WORK INSTRUCTION:
The records that follow must be reproduced in full, exactly as written.

Records drawn from a dataset:
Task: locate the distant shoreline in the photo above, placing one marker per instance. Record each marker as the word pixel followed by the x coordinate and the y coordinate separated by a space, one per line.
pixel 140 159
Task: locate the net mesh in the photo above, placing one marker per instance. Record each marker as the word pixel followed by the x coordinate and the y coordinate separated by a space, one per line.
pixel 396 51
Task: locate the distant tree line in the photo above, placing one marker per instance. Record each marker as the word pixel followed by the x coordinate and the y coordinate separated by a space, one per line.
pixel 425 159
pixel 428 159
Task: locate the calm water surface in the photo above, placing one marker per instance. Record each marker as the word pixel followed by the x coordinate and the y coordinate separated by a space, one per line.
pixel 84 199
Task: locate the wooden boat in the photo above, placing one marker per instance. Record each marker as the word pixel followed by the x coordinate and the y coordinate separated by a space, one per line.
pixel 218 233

ANSWER TO THE PROBLEM:
Task: locate the distant shoreline in the photo above, placing one marker per instance. Record each marker as the word pixel followed by the x coordinate and the y coordinate separated by a space, one per line.
pixel 140 159
Task: locate the net mesh in the photo above, placing one marker per instance. Record each marker as the word pixel followed by the x coordinate and the y coordinate separated by a space, one per line.
pixel 396 51
Task: locate the distant tree line in the photo above, placing one marker per instance. Record each marker as the word pixel followed by the x coordinate and the y coordinate separated by a space, one per line.
pixel 425 159
pixel 428 159
Task: locate the calm water surface in the photo above, placing one marker per instance. Record each marker as the word pixel followed by the x coordinate and the y coordinate separated by a space, one per line.
pixel 84 199
Task: locate the wooden boat in the photo above, placing one marker per instance. Record each marker as the word pixel followed by the x coordinate and the y coordinate separated by a space, one per line.
pixel 218 233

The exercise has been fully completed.